**About this task**:
Your answer should be the lines below from the one holding "box: [11, 624, 753, 1023]" through the one holding "668L262 772L0 799V1013H762L755", copied exactly and with nothing else.

**Data extract**:
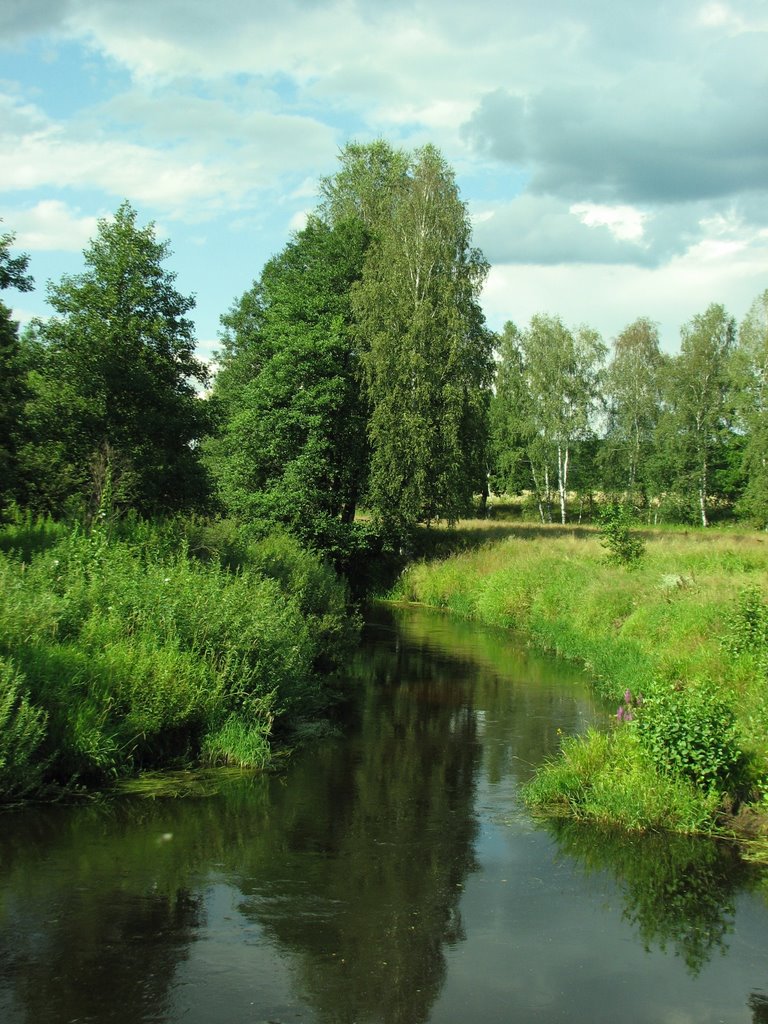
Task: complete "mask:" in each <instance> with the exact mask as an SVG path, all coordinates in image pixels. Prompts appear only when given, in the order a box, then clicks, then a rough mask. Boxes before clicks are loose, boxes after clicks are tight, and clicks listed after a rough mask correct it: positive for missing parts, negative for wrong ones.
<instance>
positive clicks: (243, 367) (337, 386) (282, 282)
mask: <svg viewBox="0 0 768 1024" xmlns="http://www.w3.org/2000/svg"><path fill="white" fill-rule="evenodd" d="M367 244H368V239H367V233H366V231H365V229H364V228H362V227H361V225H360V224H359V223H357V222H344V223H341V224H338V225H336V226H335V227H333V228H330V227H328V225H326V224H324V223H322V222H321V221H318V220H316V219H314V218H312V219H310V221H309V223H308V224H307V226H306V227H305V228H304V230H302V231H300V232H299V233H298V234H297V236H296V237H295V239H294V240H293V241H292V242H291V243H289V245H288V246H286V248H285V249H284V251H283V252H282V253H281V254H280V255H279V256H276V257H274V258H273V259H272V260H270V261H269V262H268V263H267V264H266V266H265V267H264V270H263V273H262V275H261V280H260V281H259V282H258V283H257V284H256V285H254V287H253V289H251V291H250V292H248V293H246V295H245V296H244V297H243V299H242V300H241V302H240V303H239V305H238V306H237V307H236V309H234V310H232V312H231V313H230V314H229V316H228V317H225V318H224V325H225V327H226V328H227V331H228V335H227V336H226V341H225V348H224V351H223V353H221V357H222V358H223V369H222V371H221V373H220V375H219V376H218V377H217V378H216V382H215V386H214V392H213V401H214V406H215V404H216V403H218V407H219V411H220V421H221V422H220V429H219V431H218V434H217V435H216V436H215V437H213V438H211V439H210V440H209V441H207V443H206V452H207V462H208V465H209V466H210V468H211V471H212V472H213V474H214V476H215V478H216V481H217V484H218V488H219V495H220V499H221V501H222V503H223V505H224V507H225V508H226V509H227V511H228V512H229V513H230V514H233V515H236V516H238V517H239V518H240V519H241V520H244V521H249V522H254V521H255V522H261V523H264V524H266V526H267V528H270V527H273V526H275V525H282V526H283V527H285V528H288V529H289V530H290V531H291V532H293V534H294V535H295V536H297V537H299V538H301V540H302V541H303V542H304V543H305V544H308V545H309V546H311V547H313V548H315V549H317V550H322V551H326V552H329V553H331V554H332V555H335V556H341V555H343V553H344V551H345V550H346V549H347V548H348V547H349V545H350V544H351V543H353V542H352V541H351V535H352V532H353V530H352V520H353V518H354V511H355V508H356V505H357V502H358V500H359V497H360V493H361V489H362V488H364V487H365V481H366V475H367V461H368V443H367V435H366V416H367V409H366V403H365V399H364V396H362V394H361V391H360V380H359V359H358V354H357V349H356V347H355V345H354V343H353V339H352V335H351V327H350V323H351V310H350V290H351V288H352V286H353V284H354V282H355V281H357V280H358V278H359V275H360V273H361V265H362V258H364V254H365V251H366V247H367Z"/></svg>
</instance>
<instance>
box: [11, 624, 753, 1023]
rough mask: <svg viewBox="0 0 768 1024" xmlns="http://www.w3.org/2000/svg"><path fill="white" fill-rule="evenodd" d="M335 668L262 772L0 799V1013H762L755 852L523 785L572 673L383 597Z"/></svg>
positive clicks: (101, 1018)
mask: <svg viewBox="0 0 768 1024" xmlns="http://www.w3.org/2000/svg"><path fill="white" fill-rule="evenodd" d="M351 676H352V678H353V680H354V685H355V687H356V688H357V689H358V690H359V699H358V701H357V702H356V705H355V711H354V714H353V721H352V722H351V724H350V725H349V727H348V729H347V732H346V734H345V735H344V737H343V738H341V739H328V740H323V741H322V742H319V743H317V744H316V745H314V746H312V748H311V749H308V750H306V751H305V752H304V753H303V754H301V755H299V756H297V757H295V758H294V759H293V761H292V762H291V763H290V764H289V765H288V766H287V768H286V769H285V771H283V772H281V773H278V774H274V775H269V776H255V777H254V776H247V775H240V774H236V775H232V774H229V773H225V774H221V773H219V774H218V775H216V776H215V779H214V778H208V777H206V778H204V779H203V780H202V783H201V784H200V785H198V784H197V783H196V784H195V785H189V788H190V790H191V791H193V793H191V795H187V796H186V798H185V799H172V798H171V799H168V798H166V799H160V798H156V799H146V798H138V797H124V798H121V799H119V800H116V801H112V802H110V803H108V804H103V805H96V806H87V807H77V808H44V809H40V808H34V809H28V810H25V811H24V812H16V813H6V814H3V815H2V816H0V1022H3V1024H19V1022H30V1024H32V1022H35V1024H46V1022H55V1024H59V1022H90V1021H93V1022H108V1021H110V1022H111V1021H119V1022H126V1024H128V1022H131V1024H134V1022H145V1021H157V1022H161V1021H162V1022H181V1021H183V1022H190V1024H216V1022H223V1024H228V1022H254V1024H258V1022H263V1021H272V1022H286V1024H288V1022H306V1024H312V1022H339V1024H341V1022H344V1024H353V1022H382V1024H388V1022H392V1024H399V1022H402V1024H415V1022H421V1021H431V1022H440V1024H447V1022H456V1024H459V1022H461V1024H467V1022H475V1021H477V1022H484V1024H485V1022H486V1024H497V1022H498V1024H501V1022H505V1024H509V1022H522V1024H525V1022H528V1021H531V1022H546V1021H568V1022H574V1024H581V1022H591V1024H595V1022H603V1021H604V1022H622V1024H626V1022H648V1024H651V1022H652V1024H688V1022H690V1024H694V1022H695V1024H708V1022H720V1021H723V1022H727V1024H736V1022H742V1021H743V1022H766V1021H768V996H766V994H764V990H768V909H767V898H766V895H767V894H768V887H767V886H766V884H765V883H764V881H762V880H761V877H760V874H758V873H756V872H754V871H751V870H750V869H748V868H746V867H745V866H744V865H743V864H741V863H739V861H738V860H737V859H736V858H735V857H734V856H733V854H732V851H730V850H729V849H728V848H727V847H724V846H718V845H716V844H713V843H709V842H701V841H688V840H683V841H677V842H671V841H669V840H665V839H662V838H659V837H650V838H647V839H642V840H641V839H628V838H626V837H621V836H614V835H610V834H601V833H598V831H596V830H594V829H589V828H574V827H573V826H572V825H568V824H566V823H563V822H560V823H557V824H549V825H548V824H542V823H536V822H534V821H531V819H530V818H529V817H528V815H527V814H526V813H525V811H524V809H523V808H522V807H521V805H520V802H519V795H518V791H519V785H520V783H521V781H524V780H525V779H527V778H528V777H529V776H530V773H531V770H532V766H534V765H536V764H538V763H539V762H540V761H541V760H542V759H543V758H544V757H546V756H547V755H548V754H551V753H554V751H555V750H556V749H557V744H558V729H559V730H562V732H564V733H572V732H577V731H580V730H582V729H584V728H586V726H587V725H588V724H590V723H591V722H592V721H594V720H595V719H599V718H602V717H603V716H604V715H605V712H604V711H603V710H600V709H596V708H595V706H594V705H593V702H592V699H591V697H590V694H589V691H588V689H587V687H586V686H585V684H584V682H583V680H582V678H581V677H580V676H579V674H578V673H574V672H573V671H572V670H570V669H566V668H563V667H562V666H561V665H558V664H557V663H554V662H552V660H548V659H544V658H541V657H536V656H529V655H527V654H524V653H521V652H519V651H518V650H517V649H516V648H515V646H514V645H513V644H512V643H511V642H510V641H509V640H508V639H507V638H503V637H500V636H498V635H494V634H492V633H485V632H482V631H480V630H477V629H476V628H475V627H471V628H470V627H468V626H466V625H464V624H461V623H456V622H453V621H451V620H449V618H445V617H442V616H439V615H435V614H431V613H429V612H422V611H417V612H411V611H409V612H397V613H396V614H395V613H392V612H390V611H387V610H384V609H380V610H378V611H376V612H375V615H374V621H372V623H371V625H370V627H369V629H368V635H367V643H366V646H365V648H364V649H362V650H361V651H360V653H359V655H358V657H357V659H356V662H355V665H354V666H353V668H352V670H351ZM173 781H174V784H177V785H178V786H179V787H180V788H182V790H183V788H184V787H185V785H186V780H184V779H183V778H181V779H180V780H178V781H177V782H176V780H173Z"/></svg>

--

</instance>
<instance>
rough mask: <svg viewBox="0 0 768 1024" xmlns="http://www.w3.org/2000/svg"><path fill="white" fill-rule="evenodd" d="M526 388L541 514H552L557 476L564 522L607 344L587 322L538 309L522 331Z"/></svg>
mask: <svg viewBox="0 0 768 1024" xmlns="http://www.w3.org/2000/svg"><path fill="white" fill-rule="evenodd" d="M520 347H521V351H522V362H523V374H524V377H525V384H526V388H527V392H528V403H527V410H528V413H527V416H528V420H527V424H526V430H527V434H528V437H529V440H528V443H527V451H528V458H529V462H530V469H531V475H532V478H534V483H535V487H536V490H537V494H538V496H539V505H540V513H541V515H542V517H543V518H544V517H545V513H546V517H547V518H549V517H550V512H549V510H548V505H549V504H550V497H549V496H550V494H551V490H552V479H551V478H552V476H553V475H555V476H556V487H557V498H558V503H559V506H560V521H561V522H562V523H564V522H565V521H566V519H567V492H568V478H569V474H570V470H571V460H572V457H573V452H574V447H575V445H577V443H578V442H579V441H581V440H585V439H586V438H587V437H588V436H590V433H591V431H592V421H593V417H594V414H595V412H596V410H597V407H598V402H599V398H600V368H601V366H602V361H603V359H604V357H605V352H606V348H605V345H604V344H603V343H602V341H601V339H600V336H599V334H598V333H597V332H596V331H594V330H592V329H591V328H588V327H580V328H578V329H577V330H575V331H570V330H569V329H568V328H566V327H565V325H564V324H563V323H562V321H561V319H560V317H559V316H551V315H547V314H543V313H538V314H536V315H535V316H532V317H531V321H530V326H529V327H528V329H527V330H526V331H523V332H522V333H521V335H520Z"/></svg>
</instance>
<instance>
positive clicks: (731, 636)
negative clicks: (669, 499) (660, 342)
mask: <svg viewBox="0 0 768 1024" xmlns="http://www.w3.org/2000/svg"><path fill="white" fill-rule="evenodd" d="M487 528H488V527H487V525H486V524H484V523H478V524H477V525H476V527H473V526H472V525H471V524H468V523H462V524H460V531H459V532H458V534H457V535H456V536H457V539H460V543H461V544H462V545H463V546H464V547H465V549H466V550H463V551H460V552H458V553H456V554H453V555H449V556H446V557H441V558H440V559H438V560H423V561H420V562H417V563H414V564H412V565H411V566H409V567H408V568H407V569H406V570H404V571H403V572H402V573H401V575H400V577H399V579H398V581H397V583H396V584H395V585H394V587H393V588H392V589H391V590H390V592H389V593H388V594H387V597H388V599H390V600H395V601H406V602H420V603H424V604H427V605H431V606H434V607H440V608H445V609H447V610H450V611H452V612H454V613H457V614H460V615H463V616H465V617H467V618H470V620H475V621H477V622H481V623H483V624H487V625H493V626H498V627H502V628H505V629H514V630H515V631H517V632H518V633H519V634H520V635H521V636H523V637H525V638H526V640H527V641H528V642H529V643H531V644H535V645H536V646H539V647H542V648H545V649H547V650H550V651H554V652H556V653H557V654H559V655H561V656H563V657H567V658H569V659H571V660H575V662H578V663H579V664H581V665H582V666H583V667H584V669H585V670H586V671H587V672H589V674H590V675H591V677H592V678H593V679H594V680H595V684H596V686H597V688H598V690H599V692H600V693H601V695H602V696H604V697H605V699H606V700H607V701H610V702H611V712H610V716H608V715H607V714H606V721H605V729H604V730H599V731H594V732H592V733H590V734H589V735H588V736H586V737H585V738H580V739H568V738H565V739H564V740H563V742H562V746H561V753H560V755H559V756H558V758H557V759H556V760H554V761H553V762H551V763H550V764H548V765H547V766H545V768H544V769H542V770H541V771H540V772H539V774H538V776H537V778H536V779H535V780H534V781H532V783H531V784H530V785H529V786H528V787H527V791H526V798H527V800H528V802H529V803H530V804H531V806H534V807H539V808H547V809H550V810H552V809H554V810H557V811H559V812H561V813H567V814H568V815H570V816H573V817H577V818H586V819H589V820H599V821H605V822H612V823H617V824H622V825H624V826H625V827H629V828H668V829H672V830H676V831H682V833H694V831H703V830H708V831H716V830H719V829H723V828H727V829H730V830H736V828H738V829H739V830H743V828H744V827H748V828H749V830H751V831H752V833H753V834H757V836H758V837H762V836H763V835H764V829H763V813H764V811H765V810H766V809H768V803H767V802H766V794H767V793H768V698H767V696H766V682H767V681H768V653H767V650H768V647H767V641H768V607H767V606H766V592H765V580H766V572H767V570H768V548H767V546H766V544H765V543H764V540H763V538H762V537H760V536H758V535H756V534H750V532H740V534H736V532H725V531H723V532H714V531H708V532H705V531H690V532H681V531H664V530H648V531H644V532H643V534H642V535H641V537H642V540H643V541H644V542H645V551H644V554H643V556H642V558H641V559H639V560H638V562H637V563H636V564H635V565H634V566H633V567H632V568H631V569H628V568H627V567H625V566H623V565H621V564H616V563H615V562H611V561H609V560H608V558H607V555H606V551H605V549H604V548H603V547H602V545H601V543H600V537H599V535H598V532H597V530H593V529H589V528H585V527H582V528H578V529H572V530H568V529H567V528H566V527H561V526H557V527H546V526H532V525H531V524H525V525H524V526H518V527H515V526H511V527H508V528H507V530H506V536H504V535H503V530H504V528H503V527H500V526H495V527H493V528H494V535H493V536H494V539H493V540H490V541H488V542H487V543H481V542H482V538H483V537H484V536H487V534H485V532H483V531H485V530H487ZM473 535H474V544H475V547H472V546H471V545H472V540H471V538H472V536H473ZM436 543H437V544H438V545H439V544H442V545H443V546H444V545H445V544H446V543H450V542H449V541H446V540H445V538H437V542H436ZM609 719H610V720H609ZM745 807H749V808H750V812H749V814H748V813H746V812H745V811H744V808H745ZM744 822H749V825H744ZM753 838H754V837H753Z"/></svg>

**Solution to this exercise**:
box: [11, 624, 753, 1023]
rough mask: <svg viewBox="0 0 768 1024" xmlns="http://www.w3.org/2000/svg"><path fill="white" fill-rule="evenodd" d="M335 668L262 772L0 799V1013H762L755 852L523 785L572 673L383 597Z"/></svg>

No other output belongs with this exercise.